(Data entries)
Content starts
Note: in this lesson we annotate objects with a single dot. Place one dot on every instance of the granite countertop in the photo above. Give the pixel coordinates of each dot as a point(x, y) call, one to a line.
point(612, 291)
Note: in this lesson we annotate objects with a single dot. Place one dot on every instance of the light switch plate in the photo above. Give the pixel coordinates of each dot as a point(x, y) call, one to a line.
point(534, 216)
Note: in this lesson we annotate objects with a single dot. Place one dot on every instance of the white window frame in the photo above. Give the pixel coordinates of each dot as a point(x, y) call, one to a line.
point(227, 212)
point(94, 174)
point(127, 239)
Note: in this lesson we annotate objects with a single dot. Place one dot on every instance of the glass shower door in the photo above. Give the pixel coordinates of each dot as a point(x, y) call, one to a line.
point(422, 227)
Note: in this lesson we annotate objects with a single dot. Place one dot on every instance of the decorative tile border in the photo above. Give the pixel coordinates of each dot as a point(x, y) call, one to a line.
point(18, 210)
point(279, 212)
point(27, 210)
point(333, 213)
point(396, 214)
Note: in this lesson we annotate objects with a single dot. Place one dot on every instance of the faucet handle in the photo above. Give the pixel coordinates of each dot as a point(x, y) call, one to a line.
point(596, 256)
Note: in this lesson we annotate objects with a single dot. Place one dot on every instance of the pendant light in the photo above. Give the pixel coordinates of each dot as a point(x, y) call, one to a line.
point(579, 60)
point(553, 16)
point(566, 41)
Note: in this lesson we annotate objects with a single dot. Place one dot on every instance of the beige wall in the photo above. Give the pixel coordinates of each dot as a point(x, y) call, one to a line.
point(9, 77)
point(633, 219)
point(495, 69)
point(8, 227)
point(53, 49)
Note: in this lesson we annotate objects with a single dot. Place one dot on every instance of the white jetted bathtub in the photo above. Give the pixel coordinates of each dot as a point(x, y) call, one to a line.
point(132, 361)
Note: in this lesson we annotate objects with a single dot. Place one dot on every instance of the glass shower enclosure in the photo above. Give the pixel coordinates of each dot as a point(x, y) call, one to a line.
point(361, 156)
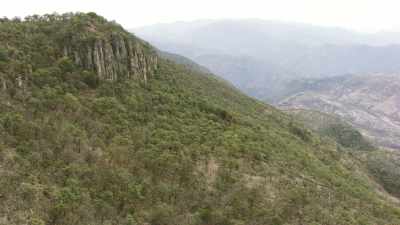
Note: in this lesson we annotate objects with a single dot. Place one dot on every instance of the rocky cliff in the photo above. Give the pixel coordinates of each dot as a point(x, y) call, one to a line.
point(113, 56)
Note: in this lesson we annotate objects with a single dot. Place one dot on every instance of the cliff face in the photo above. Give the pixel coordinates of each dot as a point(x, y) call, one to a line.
point(88, 40)
point(113, 57)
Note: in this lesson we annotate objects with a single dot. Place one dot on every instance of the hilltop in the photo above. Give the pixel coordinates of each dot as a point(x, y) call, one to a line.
point(96, 128)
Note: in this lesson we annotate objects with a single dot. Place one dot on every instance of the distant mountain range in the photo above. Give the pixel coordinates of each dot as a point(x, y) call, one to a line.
point(263, 58)
point(370, 103)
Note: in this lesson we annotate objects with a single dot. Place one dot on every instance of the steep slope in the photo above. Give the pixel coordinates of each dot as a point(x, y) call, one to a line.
point(136, 139)
point(383, 165)
point(370, 103)
point(271, 54)
point(333, 127)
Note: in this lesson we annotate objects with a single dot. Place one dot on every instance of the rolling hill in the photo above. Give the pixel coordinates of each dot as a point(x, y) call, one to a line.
point(96, 128)
point(370, 103)
point(262, 58)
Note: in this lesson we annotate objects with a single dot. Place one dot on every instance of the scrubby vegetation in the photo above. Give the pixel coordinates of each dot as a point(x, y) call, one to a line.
point(178, 148)
point(332, 127)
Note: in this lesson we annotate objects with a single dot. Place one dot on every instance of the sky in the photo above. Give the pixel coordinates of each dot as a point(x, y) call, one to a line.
point(359, 15)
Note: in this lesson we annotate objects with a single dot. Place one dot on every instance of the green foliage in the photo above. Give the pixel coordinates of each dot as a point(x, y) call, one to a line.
point(181, 148)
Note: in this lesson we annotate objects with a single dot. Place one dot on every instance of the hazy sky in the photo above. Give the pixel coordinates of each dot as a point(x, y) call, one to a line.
point(361, 15)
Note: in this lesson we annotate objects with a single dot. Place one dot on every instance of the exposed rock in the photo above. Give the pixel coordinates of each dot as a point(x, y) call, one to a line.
point(116, 56)
point(369, 103)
Content ends
» Exercise details: Return all records exactly; no pictures.

» Solution to the exercise:
Note: in this lesson we annotate objects with a single dot. Place one dot on every instance of the granite countertop in the photo above. Give the pixel coordinates of each dot as a point(x, y) call, one to a line.
point(612, 291)
Note: in this lesson we annotate objects with a single dot. Place one dot on every instance of the light switch plate in the photo above. Give the pixel coordinates of each dot as a point(x, y) call, one to a line.
point(534, 216)
Note: in this lesson we annotate objects with a single dot. Place one dot on every instance of the white window frame in the photo above. Give the pixel coordinates of each dot as a point(x, y) call, one to a line.
point(227, 212)
point(94, 174)
point(127, 239)
Note: in this lesson we annotate objects with a single dot. Place one dot on every instance of the glass shower door in the photo above. Give the pixel coordinates of each dot as a point(x, y) call, one to a line.
point(422, 227)
Note: in this lesson we annotate objects with a single dot. Place one dot on every instance of the decorative tile border in the photo above. Give the pixel coordinates of each dot as a point(x, y) call, one to a line.
point(18, 210)
point(279, 212)
point(27, 210)
point(333, 213)
point(396, 214)
Note: in this lesson we annotate objects with a single dot. Place one dot on every instance of the faucet handle in the photo above. Give the pixel coordinates of each dot as a point(x, y) call, one to a line.
point(596, 256)
Note: in this lesson we annotate objects with a single dot. Place one dot on every instance of the pendant light in the photo above. Give the pixel coordinates of each dot as a point(x, y) call, one to a line.
point(579, 60)
point(553, 16)
point(566, 41)
Note: in this lesson we annotate objects with a single dot. Place one dot on every instance of the beige wall in the photo above. Give the pixel coordinates of each dot as a point(x, y) call, one to a line.
point(9, 77)
point(633, 219)
point(495, 69)
point(8, 227)
point(53, 49)
Note: in this lesson we annotate objects with a single dot. Place one dot on every instance of the white jetted bathtub in the photo above. Give the pixel coordinates of each dot as a point(x, y) call, one to a line.
point(132, 361)
Note: in this lesson we annotate objects with a single dot. Place one dot on every instance of the glass shower enclosure in the photo above. Give the pixel coordinates of each dot as a point(x, y) call, one to a line.
point(361, 156)
Note: in this lesson we annotate objects with a single dot. Place one dot on every instance of the rocky cliff in the photo above. Give the pixel coordinates of each dot as a point(x, y) call, one to a line.
point(113, 56)
Note: in this lesson we annotate objects with a single dot. Place one dot on every instance of the cliff face in the photo above. Give the pixel coordinates of each dot as a point(x, y) call, one to a line.
point(88, 40)
point(113, 57)
Note: in this lesson we annotate objects with a single dot. Place one dot on every instance of the hilltop in the photo above. Give the pixel coordinates of each dot as a point(x, y) call, one to a line.
point(96, 128)
Note: in this lesson we annotate objects with a single dot. Place one dot on every instance of the distant mountain range in the photo above. Give the pixel coordinates of each dot as a point(x, y) call, one to a line.
point(263, 58)
point(370, 103)
Note: in this lesson we annotate objects with a single dot. Place one dot on every instance of the steep slope in the photo above. Give the pixel coordinates of each dot as a point(x, y) call, one to a line.
point(136, 139)
point(383, 165)
point(370, 103)
point(271, 54)
point(333, 127)
Note: in this lesson we annotate objects with a single dot. Place one dot on every instance of the rolling hill in the photo above. Give the pixel coordinates of each dot as a point(x, y) call, one to a line.
point(96, 128)
point(370, 103)
point(262, 58)
Note: in this lesson we annotate objects with a single dot. Place one dot on every instance of the scrubby vegetation in the photo above. Give the pixel coordinates of each dot as a point(x, y) call, one to a line.
point(178, 148)
point(332, 127)
Note: in this lesson we annotate objects with a single dot. Place one dot on every instance of the sky in the photo above. Give the pixel coordinates of each dot as a point(x, y) call, one to a line.
point(359, 15)
Note: in this lesson we annotate objects with a single dot. Place one dot on every instance of the green foliage in the photo above. Give the pixel coordinates of each dot as a point(x, y) call, one to a line.
point(181, 148)
Note: in this lesson we annotate objects with a single dot. Place one dot on every instance of the hazy sky in the photo above. Give the pixel coordinates of each dot as a point(x, y) call, one to a line.
point(361, 15)
Note: in this lesson we annotate objects with a single dot. Place one dot on every instance of the exposed rock in the photo above. Give the pixel coordinates of each dot as a point(x, y) call, one to a line.
point(116, 56)
point(369, 103)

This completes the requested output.